Who knows, maybe said thug cop was confused and was reading from Jim Crow era regulations that forbade blacks and other non-whites from being in the white man's swimming pools?
History echoes.
Swimming pools have long been a site of white on black racial violence in both the South and the North.
The Chicago "race riot" was caused when black kids swam on the "white" side of Lake Michigan. They were stoned to death by whites for that breach of racial etiquette.
In New York, public pools in black, brown, and poor neighborhoods were poorly maintained, not cleaned, and the water kept at uncomfortable temperatures as compared to those in white, middle and upper class communities.
In the Jim Crow South, there were laws against blacks swimming in "white" pools. This was considered too much and too close of an interracial intimacy. Many white communities closed down their pools once desegregation was the law of the land.
Never forget: as folks are somehow surprised by (more) police thuggery against black and brown people, remember that James Brock, a white hotel owner threw acid at civil rights freedom fighters who dared to swim in "his" pool.
Swimming pools are sites of public struggle, contestation, and power. Leisure and recreation are sites for politics even as they superficially appear to be from from it.
8 comments:
Shit, this brings back memories. Twenty years ago, when my sons were little, wife and I took them to our town "beach" (tiny lake with some sand in front of it). Wife spread out a beach towel, sons played on the pier and in the water. Everything was fine.
Then a town cop approached and demanded to see my ID. I took out my wallet and showed him my drivers license. Apparently there was a law that the "beach" was only for town residents. Anybody from the neighboring city (black town) had to pay a fee or get out). He seemed surprised to see the address on my drivers license (we were from the white suburb rather than the black city). After a few hours, we left, and my wife told me (I hadn't noticed) he glared at me the whole time.
Me: southern italian guy. Wife: black. kids: "half" black.
I'm so glad to be out of that fucking town.
I remember my Mom telling me that many lakes and pools went to private clubs after New Jersey desegregated public parks in the 1960's.
Sorry to say this but when I was at Marine boot camp in the mid 1980's, a swimming instructor told us recruits that the black recruits had so much trouble swimming was because of differences in body fat and they couldn't float as well. I believed this for years until a friend straightened me out that most black kids of our generation (Gen X) did not have access to pools, lakes, swimming lessons at the YMCA etc. like us white kids did. I then recalled what my Mom had told me and then I had an a-ha face palm moment about the BS that swimming instructor told me years before.
http://boingboing.net/2015/06/08/pool-party-policeman-named-vi.html
Pool party policeman named; video of him abusing teens was added to "police training" playlist
Great that cops can't be so brutally cavalier anymore lest they be videoed.
Between this and the death of Kalief Browder, this is all I have to express... Gil Scott Heron "Enough"

- [DIRECTIONS FOR THIS TASK]: From the post on swimming pools and racial violence above, transcribe word for word the stretch that opens with the words "Me: southern italian" and closes with "in the 1960's.".

- [DATASET EXTRACT]:
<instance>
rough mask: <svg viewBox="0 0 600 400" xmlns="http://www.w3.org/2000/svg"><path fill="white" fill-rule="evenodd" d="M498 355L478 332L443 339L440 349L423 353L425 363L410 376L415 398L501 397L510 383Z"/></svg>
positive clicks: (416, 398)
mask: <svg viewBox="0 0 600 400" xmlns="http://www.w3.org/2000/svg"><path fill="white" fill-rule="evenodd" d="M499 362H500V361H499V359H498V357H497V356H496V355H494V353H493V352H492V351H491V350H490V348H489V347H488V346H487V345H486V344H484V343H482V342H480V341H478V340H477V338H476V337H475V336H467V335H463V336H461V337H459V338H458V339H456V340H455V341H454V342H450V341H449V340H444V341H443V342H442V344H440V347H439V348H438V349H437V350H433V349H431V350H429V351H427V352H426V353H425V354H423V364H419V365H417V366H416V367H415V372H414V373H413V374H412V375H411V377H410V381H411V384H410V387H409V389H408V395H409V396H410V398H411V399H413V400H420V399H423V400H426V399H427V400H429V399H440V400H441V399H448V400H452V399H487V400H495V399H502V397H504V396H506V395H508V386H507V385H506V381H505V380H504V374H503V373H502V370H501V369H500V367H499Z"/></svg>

- [RESULT OF THIS EXERCISE]:
Me: southern italian guy. Wife: black. kids: "half" black.
I'm so glad to be out of that fucking town.
I remember my Mom telling me that many lakes and pools went to private clubs after New Jersey desegregated public parks in the 1960's.